SUPPLIED TEXT:
Time in Raft is divided into terms. Each term starts with an election. Terms are numbered with increasing integers. The term number serves as a logical clock — if you receive a message from a higher term, you know your information is stale.
Term 1 Term 2 Term 3 Term 4 ──────────────┼─────────────┼─────────────┼────────────── [Leader: A] [election] [Leader: B] [Leader: B] A crashed B elected B re-elected split vote Each term has at most one leader. Terms act as logical clock.
Leader Election
Every node in Raft is in one of three states: leader, follower, or candidate. Nodes start as followers. Followers expect a heartbeat from the leader at regular intervals. If a follower doesn't hear from a leader within its election timeout (typically 150–300ms), it assumes the leader has crashed and starts an election.
To start an election, a node converts itself to a candidate, increments its term number, votes for itself, and sends RequestVote messages to all other nodes.
A node grants its vote to a candidate if two conditions are met: it hasn't already voted in this term, and the candidate's log is at least as up-to-date as the voter's log. The second condition is crucial for safety — it ensures a candidate that is missing committed entries can't become leader and overwrite those entries.
┌──────────────────┐
│ │
┌─────▼──────┐ timeout │
│ Follower │◄──────────┘
└─────┬──────┘
│ timeout (no heartbeat)
▼
┌────────────┐ receives votes from majority
│ Candidate ├──────────────────────────────► Leader
└──────┬─────┘
│ discovers current leader
│ or higher term
▼
┌────────────┐
│ Follower │
└────────────┘
If a candidate gets votes from a majority of nodes, it becomes the leader. It immediately sends heartbeat messages to all followers to assert its leadership and prevent new elections.
If two candidates start elections at the same time, it's possible no one gets a majority (split vote). Both candidates time out, increment their term, and try again. Raft uses randomized election timeouts — each node picks a random timeout between, say, 150ms and 300ms — so split votes are rare and resolve quickly.

DATASET RECORDS:
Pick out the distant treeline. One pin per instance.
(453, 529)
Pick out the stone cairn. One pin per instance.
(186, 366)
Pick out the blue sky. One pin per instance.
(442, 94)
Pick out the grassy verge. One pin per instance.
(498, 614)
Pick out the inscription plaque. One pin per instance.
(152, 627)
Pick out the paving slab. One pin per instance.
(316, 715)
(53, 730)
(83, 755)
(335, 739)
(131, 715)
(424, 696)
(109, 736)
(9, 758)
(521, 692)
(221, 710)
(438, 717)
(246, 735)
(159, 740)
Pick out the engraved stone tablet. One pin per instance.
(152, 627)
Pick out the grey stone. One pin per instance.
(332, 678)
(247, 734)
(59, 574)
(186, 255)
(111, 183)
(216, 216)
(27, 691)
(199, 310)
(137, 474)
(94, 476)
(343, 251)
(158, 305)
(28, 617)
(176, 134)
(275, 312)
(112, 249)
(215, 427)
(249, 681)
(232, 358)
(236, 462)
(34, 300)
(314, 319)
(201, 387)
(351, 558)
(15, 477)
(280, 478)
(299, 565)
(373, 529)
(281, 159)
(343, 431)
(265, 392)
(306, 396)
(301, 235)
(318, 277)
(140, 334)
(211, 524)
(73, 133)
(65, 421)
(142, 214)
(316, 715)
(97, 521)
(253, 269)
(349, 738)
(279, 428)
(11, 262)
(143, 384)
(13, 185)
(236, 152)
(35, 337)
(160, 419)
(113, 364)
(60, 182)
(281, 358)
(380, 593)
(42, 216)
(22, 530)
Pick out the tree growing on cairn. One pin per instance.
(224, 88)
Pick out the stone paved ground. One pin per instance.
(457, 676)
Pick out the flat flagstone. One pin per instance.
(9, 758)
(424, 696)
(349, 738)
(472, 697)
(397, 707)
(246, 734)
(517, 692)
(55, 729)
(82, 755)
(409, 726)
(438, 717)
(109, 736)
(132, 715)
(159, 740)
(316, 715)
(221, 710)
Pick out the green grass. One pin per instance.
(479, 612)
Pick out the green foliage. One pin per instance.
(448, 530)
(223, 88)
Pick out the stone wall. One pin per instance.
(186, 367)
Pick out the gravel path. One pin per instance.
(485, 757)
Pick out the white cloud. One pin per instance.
---
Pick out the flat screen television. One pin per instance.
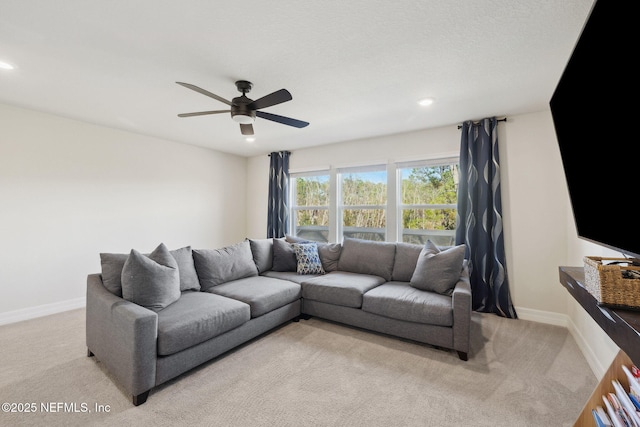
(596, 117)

TASKS AND EXERCISES:
A. Retype the Raft passage from "A node grants" to "overwrite those entries.".
B. According to the Raft passage, what range is typical for a follower's election timeout?
Rely only on the Raft passage, not on the rows.

EXERCISE RESPONSES:
A.
A node grants its vote to a candidate if two conditions are met: it hasn't already voted in this term, and the candidate's log is at least as up-to-date as the voter's log. The second condition is crucial for safety — it ensures a candidate that is missing committed entries can't become leader and overwrite those entries.

B. 150–300ms